> _Aim of the task_
Produce an exact copy of the first line of the data below and each line after it, please, up to and including the one with "Task: indicate the green".

> _Input data_
---*---

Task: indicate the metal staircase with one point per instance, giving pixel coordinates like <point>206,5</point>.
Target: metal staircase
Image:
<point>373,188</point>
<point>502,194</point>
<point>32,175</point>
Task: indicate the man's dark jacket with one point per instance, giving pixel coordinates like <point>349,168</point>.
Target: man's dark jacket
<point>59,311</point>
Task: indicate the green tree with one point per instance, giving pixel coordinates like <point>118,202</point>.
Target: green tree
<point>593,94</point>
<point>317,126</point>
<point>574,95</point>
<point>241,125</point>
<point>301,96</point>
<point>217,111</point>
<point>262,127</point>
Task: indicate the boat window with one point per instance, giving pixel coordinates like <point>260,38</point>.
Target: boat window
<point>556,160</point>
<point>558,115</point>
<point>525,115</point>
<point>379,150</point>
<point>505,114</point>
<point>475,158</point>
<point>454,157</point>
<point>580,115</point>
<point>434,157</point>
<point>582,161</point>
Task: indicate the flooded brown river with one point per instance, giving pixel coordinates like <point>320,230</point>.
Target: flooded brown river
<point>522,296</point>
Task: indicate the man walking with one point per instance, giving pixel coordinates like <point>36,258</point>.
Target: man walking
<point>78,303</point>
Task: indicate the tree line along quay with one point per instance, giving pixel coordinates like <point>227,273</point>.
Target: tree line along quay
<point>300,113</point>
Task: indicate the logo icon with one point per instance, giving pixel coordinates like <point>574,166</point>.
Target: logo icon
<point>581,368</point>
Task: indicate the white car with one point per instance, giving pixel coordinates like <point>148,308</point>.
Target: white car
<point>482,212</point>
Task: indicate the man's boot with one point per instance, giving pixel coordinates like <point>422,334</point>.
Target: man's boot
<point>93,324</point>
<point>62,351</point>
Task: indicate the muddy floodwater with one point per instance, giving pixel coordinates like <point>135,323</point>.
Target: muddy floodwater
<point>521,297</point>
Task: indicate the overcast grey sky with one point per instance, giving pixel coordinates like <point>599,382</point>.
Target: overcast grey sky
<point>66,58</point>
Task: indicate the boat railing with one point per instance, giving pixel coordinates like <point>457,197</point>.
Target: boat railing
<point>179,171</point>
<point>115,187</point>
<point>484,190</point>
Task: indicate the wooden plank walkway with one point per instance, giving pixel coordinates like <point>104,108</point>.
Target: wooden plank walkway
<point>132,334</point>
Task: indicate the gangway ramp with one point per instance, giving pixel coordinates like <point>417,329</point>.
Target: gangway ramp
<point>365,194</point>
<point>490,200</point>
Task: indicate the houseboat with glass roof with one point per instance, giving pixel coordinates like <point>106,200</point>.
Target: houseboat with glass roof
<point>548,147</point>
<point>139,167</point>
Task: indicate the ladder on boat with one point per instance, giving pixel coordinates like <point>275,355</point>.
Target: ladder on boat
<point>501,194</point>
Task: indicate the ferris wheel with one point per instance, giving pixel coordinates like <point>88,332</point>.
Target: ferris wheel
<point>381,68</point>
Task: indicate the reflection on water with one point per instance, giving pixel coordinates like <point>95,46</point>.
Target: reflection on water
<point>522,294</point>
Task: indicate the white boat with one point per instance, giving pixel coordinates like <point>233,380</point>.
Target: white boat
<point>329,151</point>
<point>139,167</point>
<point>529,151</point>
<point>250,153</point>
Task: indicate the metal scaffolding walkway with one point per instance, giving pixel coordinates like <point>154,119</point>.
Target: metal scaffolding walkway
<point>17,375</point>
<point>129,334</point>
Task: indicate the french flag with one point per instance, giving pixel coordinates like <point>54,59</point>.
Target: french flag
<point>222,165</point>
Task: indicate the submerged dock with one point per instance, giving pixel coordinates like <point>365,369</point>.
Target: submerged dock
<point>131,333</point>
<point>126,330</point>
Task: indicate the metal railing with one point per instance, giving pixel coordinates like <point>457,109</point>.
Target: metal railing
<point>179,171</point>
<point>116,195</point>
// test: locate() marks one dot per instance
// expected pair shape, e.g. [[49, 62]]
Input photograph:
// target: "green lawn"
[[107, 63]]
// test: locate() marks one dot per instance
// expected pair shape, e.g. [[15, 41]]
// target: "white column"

---*---

> _Result of this task_
Task: indicate the metal staircase with one point per instance, giving pixel coordinates like <point>206,5</point>.
Target: metal staircase
Image:
<point>373,188</point>
<point>502,194</point>
<point>32,175</point>
Task: indicate the man's dark jacket with one point per instance, giving pixel coordinates like <point>349,168</point>.
Target: man's dark jacket
<point>59,311</point>
Task: indicate the green tree with one point per instance, giving pixel coordinates like <point>118,202</point>.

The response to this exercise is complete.